## REQUIREMENT
Give only the number of lines below that contain the word "each".

## DATA FOR THIS EXERCISE

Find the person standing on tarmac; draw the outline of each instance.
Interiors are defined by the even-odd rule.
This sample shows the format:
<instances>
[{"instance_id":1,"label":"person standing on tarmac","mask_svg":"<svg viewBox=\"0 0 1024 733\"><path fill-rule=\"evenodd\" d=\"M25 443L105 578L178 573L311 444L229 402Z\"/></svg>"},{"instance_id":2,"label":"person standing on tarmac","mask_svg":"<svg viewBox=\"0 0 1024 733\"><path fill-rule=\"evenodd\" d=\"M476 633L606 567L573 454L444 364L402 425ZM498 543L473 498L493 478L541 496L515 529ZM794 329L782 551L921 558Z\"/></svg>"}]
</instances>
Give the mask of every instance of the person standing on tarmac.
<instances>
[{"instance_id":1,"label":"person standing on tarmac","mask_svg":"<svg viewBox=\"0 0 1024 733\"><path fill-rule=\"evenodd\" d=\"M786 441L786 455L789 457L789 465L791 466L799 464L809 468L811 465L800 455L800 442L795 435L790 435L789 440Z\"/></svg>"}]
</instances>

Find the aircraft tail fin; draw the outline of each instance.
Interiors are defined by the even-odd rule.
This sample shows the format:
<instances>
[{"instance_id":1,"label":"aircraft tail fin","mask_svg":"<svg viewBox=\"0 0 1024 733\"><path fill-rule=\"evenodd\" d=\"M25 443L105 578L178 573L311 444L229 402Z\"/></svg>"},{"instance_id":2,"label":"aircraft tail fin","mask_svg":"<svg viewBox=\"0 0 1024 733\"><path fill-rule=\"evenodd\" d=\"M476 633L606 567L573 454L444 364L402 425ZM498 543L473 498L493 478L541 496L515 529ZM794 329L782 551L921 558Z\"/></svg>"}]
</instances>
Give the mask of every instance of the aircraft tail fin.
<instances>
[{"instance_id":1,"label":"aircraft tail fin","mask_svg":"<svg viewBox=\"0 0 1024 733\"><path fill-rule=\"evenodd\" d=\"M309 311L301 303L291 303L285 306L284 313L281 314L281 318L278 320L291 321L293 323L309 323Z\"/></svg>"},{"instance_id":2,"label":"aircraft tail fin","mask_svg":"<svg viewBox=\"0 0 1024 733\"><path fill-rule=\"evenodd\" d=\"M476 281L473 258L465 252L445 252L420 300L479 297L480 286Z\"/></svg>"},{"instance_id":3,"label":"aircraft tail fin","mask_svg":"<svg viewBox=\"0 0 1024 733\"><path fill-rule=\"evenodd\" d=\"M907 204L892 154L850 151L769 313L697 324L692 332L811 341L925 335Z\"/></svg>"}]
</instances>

## TASK OUTPUT
2